Look through the data below. Show each line where the string "been" occurs.

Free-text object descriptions

........

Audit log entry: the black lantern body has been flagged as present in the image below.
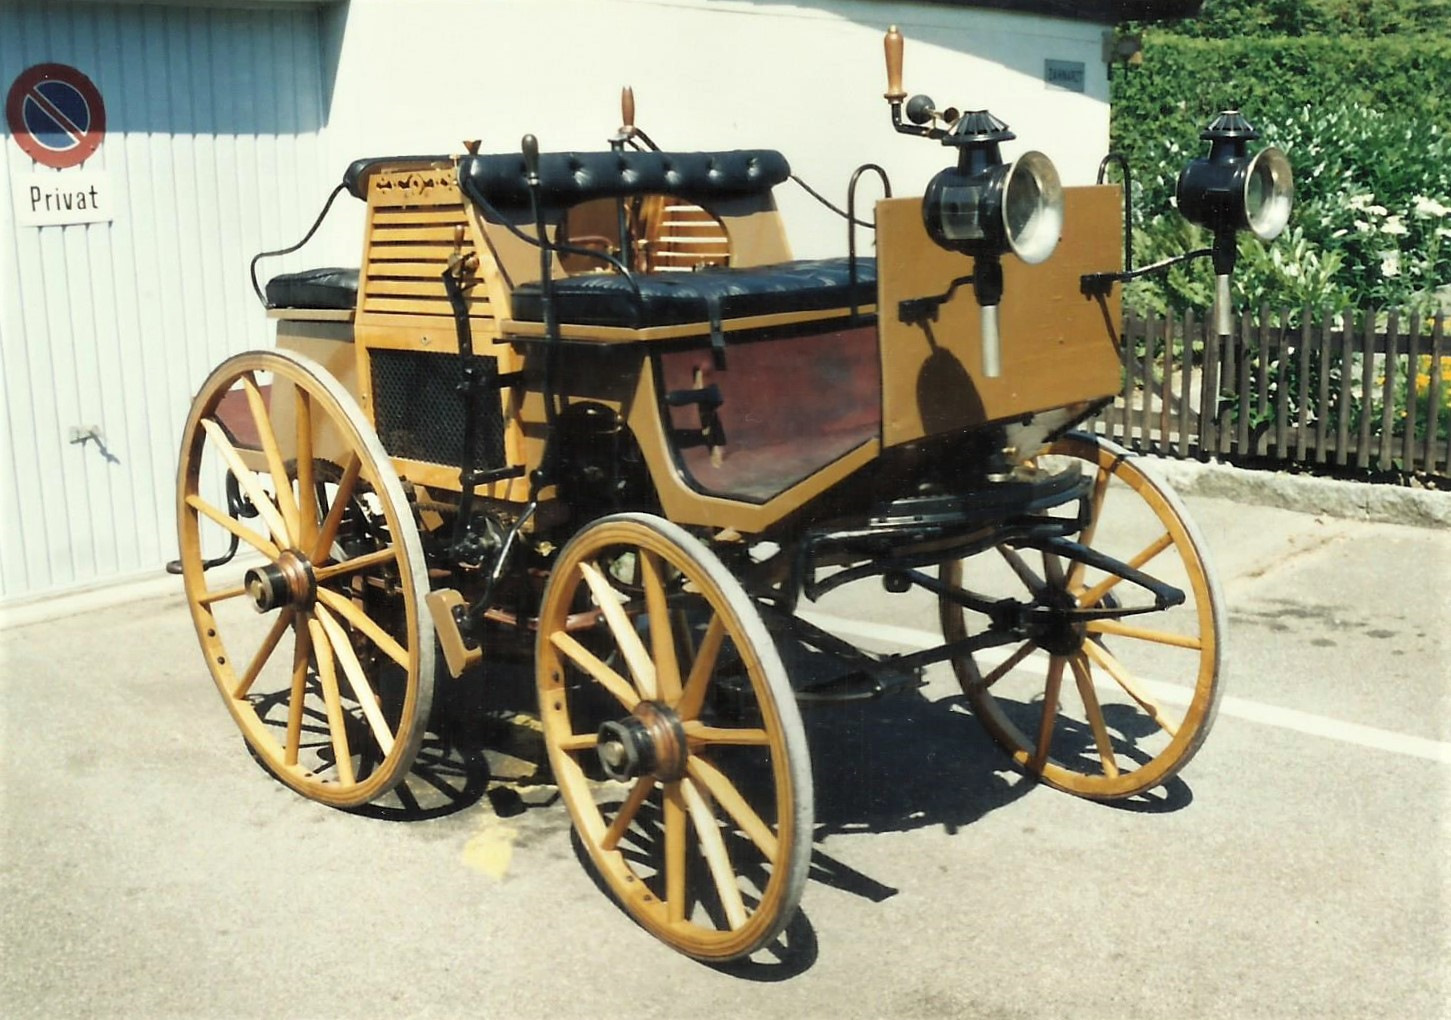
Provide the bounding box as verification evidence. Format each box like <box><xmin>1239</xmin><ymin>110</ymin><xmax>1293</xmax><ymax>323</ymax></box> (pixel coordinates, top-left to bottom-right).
<box><xmin>921</xmin><ymin>111</ymin><xmax>1063</xmax><ymax>267</ymax></box>
<box><xmin>1176</xmin><ymin>111</ymin><xmax>1293</xmax><ymax>258</ymax></box>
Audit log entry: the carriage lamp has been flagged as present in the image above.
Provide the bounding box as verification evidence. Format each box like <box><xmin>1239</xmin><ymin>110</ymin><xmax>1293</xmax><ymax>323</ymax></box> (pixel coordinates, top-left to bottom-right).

........

§ **Solved exercise**
Audit log entry: the black lantern body has been flagged as present in the image below.
Audit log entry: the carriage lamp has been flagged as present in the image above.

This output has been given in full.